IN THE UNITED STATES DISTRICT COURT
FOR THE NORTHERN DISTRICT OF WEST VIRGINIA
MARTINSBURG
EAST SUSSEX CHILDREN SERVICES,
Petitioner,
v.
CIVIL ACTION NO. 3:12-CV-141
(JUDGE GROH)
CARLY LOUISE MORRIS and
RALPH REGIS MORRIS,
Respondents.
MEMORANDUM OPINION AND ORDER GRANTING VERIFIED PETITION FOR
RETURN OF CHILD TO THE UNITED KINGDOM
I. Introduction
This matter is currently before the court on Petitioner East Sussex Children Services’
Verified Petition For Return of Child to United Kingdom (“Petition”) [Doc. 1]. For the
following reasons, the Court GRANTS the Petition.
II. Facts and Procedural History
The Court finds the following facts based upon the evidence and testimony
adduced at the final hearing. This action involves a minor child, S.A.M., born in 2000.
Pet.’s Ex. 1.1 Respondent Carly Louise Morris (“Mother”) is S.A.M.’s mother and a
citizen of the United Kingdom. Respondent Ralph Regis Morris (“Step-Father”) is the
Mother’s husband, S.A.M’s step-father, and a citizen of the United States. Mother and
1
Because Respondents submitted no Exhibits, all references to Exhibits are to Petitioner’s
Exhibits.
1
Step-Father met on the internet through mutual friends on Facebook while playing a
vampire application game. They were married on September 27, 2010 in Cecil County,
Maryland. Pet.’s Ex. 2.

# DATASET EXTRACT:
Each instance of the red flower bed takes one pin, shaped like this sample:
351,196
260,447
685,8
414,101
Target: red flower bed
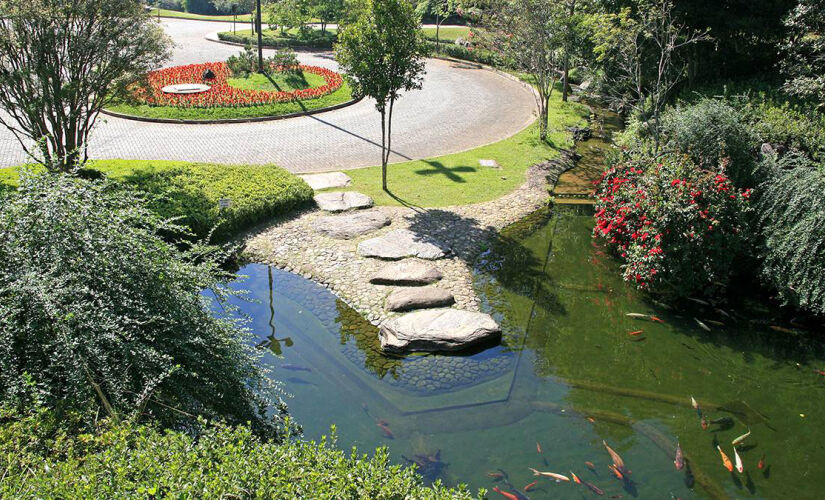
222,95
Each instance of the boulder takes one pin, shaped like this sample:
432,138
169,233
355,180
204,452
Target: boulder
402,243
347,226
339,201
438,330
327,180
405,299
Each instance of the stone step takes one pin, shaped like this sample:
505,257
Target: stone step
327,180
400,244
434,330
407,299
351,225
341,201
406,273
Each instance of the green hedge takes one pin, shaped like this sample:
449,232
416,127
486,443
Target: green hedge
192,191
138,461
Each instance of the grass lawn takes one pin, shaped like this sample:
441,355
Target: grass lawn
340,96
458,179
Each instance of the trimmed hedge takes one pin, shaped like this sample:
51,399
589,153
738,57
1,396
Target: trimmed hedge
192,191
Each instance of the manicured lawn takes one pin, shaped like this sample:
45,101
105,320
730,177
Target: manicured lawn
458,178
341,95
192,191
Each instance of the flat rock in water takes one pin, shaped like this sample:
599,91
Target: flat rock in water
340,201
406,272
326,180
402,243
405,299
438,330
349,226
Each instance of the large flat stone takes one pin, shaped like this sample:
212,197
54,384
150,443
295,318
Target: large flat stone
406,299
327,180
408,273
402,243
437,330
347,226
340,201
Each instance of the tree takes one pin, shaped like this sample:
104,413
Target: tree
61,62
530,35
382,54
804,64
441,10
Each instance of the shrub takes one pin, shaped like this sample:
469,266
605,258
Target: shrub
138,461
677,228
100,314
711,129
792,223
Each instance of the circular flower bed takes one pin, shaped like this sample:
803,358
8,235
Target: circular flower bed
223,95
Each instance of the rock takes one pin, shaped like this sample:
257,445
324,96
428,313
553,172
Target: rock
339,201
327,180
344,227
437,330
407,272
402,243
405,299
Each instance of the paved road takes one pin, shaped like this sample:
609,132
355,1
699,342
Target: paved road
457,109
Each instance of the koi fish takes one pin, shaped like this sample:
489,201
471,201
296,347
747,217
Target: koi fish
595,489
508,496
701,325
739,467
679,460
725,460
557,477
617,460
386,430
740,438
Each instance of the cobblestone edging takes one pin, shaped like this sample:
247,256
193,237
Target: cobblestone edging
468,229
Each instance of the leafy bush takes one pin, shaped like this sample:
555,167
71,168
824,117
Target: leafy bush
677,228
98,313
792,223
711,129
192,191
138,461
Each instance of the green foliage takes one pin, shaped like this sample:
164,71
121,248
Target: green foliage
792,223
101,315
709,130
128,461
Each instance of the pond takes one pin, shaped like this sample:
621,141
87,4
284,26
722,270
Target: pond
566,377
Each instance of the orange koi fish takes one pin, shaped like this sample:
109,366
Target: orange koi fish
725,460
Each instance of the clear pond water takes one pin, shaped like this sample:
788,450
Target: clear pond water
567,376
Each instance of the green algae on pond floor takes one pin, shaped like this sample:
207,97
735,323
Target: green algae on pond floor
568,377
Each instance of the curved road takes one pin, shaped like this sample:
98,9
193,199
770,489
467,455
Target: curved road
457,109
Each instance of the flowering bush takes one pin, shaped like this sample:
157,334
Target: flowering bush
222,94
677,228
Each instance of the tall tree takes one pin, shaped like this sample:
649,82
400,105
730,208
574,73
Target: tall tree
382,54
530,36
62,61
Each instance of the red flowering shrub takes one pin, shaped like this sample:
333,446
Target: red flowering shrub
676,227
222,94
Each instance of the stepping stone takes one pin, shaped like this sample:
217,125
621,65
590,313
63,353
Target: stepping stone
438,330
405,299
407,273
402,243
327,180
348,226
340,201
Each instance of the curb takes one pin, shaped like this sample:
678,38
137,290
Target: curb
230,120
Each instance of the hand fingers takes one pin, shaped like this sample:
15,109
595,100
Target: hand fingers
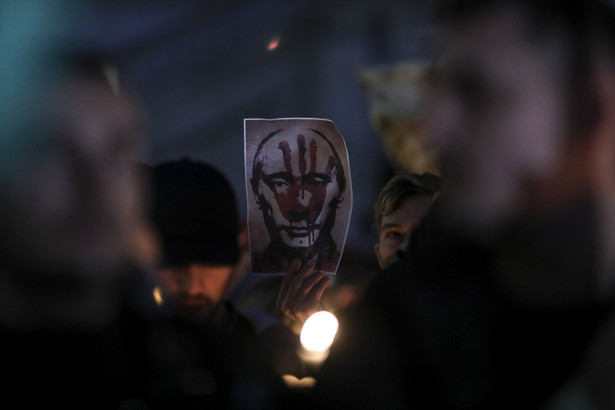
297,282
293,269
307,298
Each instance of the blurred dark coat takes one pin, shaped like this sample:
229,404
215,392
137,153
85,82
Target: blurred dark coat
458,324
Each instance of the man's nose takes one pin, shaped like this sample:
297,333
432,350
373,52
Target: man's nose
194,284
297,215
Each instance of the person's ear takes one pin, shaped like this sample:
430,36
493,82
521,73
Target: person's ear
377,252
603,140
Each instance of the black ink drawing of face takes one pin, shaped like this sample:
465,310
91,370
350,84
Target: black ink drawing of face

# REQUIRED WORK:
1. Answer the following from the court opinion, one line each:
(a) What civil action number does the case bear?
(b) Of which country is Respondent Ralph Regis Morris a citizen?
(c) On what date and in what county were the two Respondents married?
2. Name every party to the case in the court opinion, whether petitioner or respondent.
3. Proceed with the court opinion on the petition for return of the child, continuing from its final sentence.

# SOLVED TASKS:
1.
(a) 3:12-CV-141
(b) The United States
(c) September 27, 2010, in Cecil County, Maryland

2.
East Sussex Children Services (Petitioner)
Carly Louise Morris (Respondent)
Ralph Regis Morris (Respondent)

3.
Petitioner, East Sussex Children Services (“East Sussex”), is the social services
division of the East Sussex County Council. East Sussex has supervised S.A.M. since
February 21, 2010 because S.A.M. is subject to a Child Protection Plan after East
Sussex found neglect and risk of emotional harm to S.A.M. and her half-brother, A.2
Since October 2010, there have been ongoing proceedings regarding S.A.M.’s care,
residence, and contact in the Hastings County Court in England and in the High Court of
Justice, Principal Registry of the Family Division in England. Katie Smee-Giles, a senior
practitioner at East Sussex, has supervised S.A.M.’s case since July 11, 2011.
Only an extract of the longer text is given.